# [WORK REQUIRED]
Print the following passage on the unified eviction score verbatim, in its entirety.
---- DOCUMENT TEXT
The unified score used for eviction is

$$s_t\left(a\right)=\left\{\begin{array}{cc}b\left(k_t\left(a\right)\right)+{\alpha }_t\left(a\right)\left(m_t\left(a\right)-b\left(k_t\left(a\right)\right)\right),\hfill & a\in {\mathcal{E}}_t,\hfill \\ b\left(k_t\left(a\right)\right),\hfill & a\notin {\mathcal{E}}_t.\hfill \end{array}\right.$$

(16)

Equation (16) provides the calibration method. A model predicted candidate starts from the aging baseline and moves gradually towards the model score as app history accumulates. A fallback candidate remains on the baseline. Because both terms are expressed on the same clipped relaunch distance scale, predicted and fallback candidates can be ranked directly in one victim list.

The following two properties clarify why the unified score is suitable for runtime use.

Proposition 1.

If $b\left(k\right)$ is monotone nondecreasing, then the fallback ranking induced by $b\left(k_t\left(a\right)\right)$ is equivalent to ranking by distinct age $k_t\left(a\right)$, meaning that it is recency-consistent on the processed trace.

Proof. 

If $k_1<k_2$, monotonicity gives $b\left(k_1\right)\le b\left(k_2\right)$. Thus, the ordering induced by $b\left(k\right)$ is the same as the ordering induced by distinct age. Since $k_t\left(a\right)$ is the aging recency depth on the processed trace, the fallback ranking is recency-consistent on that trace. □

Proposition 2.

The unified score in (16) compares predicted and fallback candidates on one clipped distance scale. In particular, ${\alpha }_t\left(a\right)=0$ yields a pure fallback ranking, whereas ${\alpha }_t\left(a\right)=1$ yields a pure model ranking for predictable candidates.

Proof.
--------
---- SUPPLIED INFORMATION
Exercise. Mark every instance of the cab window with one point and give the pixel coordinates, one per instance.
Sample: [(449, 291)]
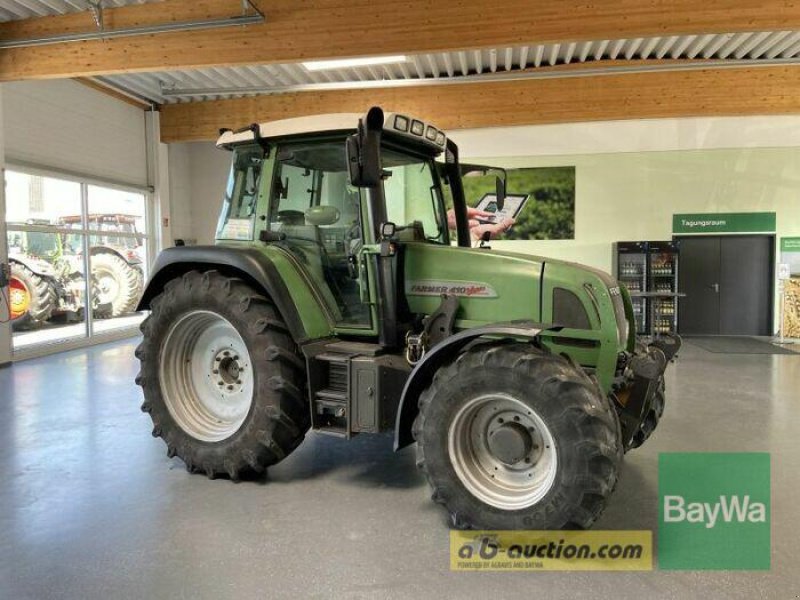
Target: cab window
[(413, 199), (317, 213), (237, 219)]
--------
# [ANSWER FOR THIS EXERCISE]
The unified score used for eviction is

$$s_t\left(a\right)=\left\{\begin{array}{cc}b\left(k_t\left(a\right)\right)+{\alpha }_t\left(a\right)\left(m_t\left(a\right)-b\left(k_t\left(a\right)\right)\right),\hfill & a\in {\mathcal{E}}_t,\hfill \\ b\left(k_t\left(a\right)\right),\hfill & a\notin {\mathcal{E}}_t.\hfill \end{array}\right.$$

(16)

Equation (16) provides the calibration method. A model predicted candidate starts from the aging baseline and moves gradually towards the model score as app history accumulates. A fallback candidate remains on the baseline. Because both terms are expressed on the same clipped relaunch distance scale, predicted and fallback candidates can be ranked directly in one victim list.

The following two properties clarify why the unified score is suitable for runtime use.

Proposition 1.

If $b\left(k\right)$ is monotone nondecreasing, then the fallback ranking induced by $b\left(k_t\left(a\right)\right)$ is equivalent to ranking by distinct age $k_t\left(a\right)$, meaning that it is recency-consistent on the processed trace.

Proof. 

If $k_1<k_2$, monotonicity gives $b\left(k_1\right)\le b\left(k_2\right)$. Thus, the ordering induced by $b\left(k\right)$ is the same as the ordering induced by distinct age. Since $k_t\left(a\right)$ is the aging recency depth on the processed trace, the fallback ranking is recency-consistent on that trace. □

Proposition 2.

The unified score in (16) compares predicted and fallback candidates on one clipped distance scale. In particular, ${\alpha }_t\left(a\right)=0$ yields a pure fallback ranking, whereas ${\alpha }_t\left(a\right)=1$ yields a pure model ranking for predictable candidates.

Proof.